LISTA DE TAREAS:
1: Responde según la sección de texto:
(a) ¿A qué analista y catedrático entrevistaron ayer en el programa?
(b) ¿En qué radio habló Martín Caparrós sobre el triunfo de Mamdani?
(c) ¿Qué impuesto se menciona en el debate dentro del peronismo?
2: Reescribe el tramo de la sección de texto que va desde "Volviendo a la" hasta "el medio Oeste.", cambiando "Partido Demócrata" por "partido opositor".

Ahora que la extrema derecha se volvió Gobierno en varios lados del mundo, entre ellos Estados Unidos y nuestro país, ¿la rebeldía puede volver a ser de izquierda? Para esto, tiene que haber candidatos y figuras que se animen a desafiar los tabúes que el nuevo orden edifica. Esto tendría una importancia particular en Estados Unidos. Allí fue que Trump legitimó el ascenso de la extrema derecha mundial dado la centralidad del país. Si esto se empieza a ver cuestionado y en el mismo país surge una figura que lo desafía por la izquierda podría también tener un efecto de contagio.
Volviendo a la discusión sobre la rebeldía, esto es interesante porque se inserta en el debate que los progresismos tienen a nivel mundial, luego del triunfo de las extremas derechas. Ayer, en este mismo programa, en una entrevista que le hicimos al analista y catedrático, Eduardo Alemán dijo que el Partido Demócrata tiene un debate sobre cómo enfrentar a Trump.
Hay sectores que plantean que los demócratas tienen que correrse al centro para captar al electorado que quedó huérfano por el corrimiento a la derecha del Partido Republicano con Trump. Otros sectores, más ligados a los DSA plantean que es lo contrario, que hay que irse a la izquierda para disputar el descontento con Trump y hay otros que dicen que el Partido Demócrata tiene que volverse un atrapa todo, que sea de izquierda en Nueva York o California y que sea de centro o hasta de derecha en el medio Oeste.
En el peronismo sucede algo similar. Hay quienes le echan la culpa a los excesos del feminismo en la derrota con la extrema derecha, otros al progresismo y hay quienes señalan que no se fue hasta el final con la expropiación de Vicentín o que se debería haber continuado con el Impuesto a las Grandes Fortunas.
En el fondo, tal vez lo que sucedió en Nueva York sea más sencillo. Este miércoles en una muy divertida entrevista en Radio Con Vos, el escritor y periodista Martín Caparrós dijo textualmente sobre el triunfo de Mamdani: “¿Quién lo diría? Parece que hablar sobre solucionar los problemas de los inquilinos, trabajadores, jóvenes e inmigrantes iba a interesar y atraer votos de inquilinos, trabajadores, jóvenes e inmigrantes.”
Quizás la política en nuestro país se cerró demasiado sobre sí misma y el peronismo debería haber discutido más sobre alquileres, salarios, tarifas del transporte o inseguridad y menos de desdoblamiento electoral o el armado de las listas.

REGISTROS APORTADOS:

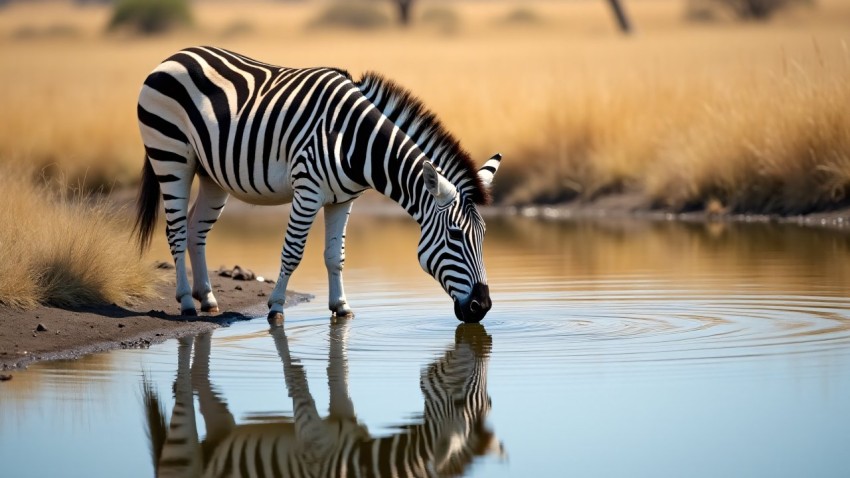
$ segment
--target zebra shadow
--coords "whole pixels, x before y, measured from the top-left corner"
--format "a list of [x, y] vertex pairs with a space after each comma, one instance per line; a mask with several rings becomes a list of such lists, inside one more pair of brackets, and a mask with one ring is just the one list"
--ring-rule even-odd
[[[304, 367], [290, 354], [285, 330], [273, 327], [270, 334], [283, 363], [293, 415], [248, 424], [236, 424], [210, 381], [210, 334], [181, 339], [168, 424], [158, 394], [144, 382], [157, 476], [458, 476], [478, 456], [505, 457], [486, 424], [492, 338], [482, 325], [459, 325], [454, 344], [423, 368], [425, 404], [417, 423], [379, 438], [369, 434], [354, 412], [348, 387], [348, 329], [348, 320], [330, 324], [330, 413], [322, 418]], [[203, 440], [195, 423], [195, 396], [206, 428]]]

PROBLEMAS RESUELTOS:
1:
(a) Eduardo Alemán.
(b) En Radio Con Vos.
(c) El Impuesto a las Grandes Fortunas.

2:
Volviendo a la discusión sobre la rebeldía, esto es interesante porque se inserta en el debate que los progresismos tienen a nivel mundial, luego del triunfo de las extremas derechas. Ayer, en este mismo programa, en una entrevista que le hicimos al analista y catedrático, Eduardo Alemán dijo que el partido opositor tiene un debate sobre cómo enfrentar a Trump.
Hay sectores que plantean que los demócratas tienen que correrse al centro para captar al electorado que quedó huérfano por el corrimiento a la derecha del Partido Republicano con Trump. Otros sectores, más ligados a los DSA plantean que es lo contrario, que hay que irse a la izquierda para disputar el descontento con Trump y hay otros que dicen que el partido opositor tiene que volverse un atrapa todo, que sea de izquierda en Nueva York o California y que sea de centro o hasta de derecha en el medio Oeste.